• EXERCISE REQUIREMENTS
Retype the records below exactly as they appear.

====== INPUT ROWS ======

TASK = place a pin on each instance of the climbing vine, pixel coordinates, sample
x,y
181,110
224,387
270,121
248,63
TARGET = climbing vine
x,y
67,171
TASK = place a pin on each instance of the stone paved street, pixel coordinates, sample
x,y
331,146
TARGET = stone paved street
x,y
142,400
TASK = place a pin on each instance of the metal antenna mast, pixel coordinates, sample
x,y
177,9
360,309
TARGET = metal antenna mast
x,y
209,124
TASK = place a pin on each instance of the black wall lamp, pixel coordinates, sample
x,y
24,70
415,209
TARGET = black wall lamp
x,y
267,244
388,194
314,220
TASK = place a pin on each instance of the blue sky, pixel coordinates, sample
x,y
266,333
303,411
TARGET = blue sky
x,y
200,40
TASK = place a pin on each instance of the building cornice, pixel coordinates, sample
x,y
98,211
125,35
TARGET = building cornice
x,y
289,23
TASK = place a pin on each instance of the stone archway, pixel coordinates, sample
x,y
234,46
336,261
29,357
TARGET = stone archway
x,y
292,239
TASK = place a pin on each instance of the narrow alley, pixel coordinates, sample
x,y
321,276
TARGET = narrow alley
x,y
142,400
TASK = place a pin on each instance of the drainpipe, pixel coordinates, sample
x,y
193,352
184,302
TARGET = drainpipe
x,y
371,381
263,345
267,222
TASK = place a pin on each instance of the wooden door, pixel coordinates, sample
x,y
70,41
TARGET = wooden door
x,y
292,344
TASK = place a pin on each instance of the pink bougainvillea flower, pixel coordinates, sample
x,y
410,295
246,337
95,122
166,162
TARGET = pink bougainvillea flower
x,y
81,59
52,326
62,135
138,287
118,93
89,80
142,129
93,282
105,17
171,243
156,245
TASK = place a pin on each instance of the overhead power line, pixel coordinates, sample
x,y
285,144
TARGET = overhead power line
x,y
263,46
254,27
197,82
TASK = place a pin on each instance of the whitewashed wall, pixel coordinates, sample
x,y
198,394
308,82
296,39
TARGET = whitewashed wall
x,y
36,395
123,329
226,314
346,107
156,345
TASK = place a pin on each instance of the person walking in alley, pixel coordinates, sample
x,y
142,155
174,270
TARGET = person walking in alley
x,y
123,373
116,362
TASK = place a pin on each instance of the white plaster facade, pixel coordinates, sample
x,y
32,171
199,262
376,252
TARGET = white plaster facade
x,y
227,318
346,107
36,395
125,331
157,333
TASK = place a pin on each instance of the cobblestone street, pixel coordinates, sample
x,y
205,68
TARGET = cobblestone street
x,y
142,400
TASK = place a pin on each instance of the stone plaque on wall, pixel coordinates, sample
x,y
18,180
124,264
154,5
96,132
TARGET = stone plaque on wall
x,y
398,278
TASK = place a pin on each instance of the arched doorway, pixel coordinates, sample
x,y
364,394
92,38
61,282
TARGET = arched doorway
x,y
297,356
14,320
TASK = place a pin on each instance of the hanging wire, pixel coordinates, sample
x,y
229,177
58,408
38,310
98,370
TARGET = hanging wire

======

• THE COMPLETED TASK
TASK = place a pin on each instance of the climbing vine, pixel coordinates, sample
x,y
181,110
224,387
270,121
248,63
TARGET = climbing vine
x,y
67,171
TASK = place a pin on each instance of the stone paved street, pixel coordinates, sample
x,y
331,146
TARGET = stone paved street
x,y
142,400
TASK = place a pin on each instance of the metal antenna mast, pixel coordinates, sample
x,y
177,9
360,309
TARGET = metal antenna mast
x,y
209,124
TASK = place a pin on each instance of the black wall lamp, pixel coordinates, sample
x,y
24,70
415,209
TARGET = black wall lamp
x,y
267,244
388,194
314,220
TASK = place a pin on each instance of the blue sky, pixel coordinates, sample
x,y
266,333
303,411
TARGET = blue sky
x,y
200,40
TASK = place a pin on each instance of the building cornice, pixel coordinates, sample
x,y
98,211
125,35
TARGET = building cornice
x,y
289,23
TASK = place a pin on each instance of the stone archway, pixel coordinates, sample
x,y
234,46
336,261
29,357
TARGET = stone archway
x,y
292,239
TASK = place a pin on each instance of the narrow alley, pixel coordinates, sample
x,y
321,276
TARGET = narrow alley
x,y
142,400
TASK = place a pin on each instance of the drainpipe, pixel coordinates, sample
x,y
193,352
184,302
TARGET = drainpipe
x,y
371,381
263,345
267,222
TASK = place a pin on each instance of the wooden door, pixel coordinates, sample
x,y
70,41
TARGET = wooden door
x,y
292,344
TASK = place a pin on each instance of the pink bougainvillea flower, pixel coordinates, sample
x,y
410,295
246,337
95,122
166,162
TARGET = pink bougainvillea flower
x,y
81,59
52,326
62,135
138,287
118,93
89,80
142,129
93,282
105,17
171,243
156,245
TASK = place a pin on each instance of the overhead power line, pixel coordinates, sample
x,y
285,144
TARGET = overhead power line
x,y
263,46
254,27
197,82
TASK = place a pin on each instance of the whitewashed wall, pixel coordinates, sample
x,y
198,394
308,82
296,39
TARGET = whitewashed wall
x,y
36,395
123,329
226,314
346,107
156,345
TASK = place a pin on each instance of the person walking in alley, pixel coordinates, sample
x,y
142,155
174,270
TARGET = person walking in alley
x,y
123,373
116,362
TASK = place a pin on each instance of the white plaster facade, pixel coordinates, sample
x,y
32,171
199,262
376,252
TARGET = white plaster facade
x,y
227,318
346,107
36,395
125,331
157,333
TASK = place a pin on each instance of the cobblestone street, pixel coordinates, sample
x,y
205,68
TARGET = cobblestone street
x,y
142,400
TASK = place a pin on each instance of the stone plaque on wall, pixel coordinates, sample
x,y
18,180
124,264
154,5
96,132
TARGET = stone plaque on wall
x,y
398,278
TASK = place a pin on each instance of the arched doorway, pixel coordinates, sample
x,y
364,394
92,38
61,282
TARGET = arched doorway
x,y
297,356
14,320
TASK = place a pin on each instance of the hanging wire, pixel coordinates, sample
x,y
229,177
58,408
38,310
98,370
TARGET = hanging wire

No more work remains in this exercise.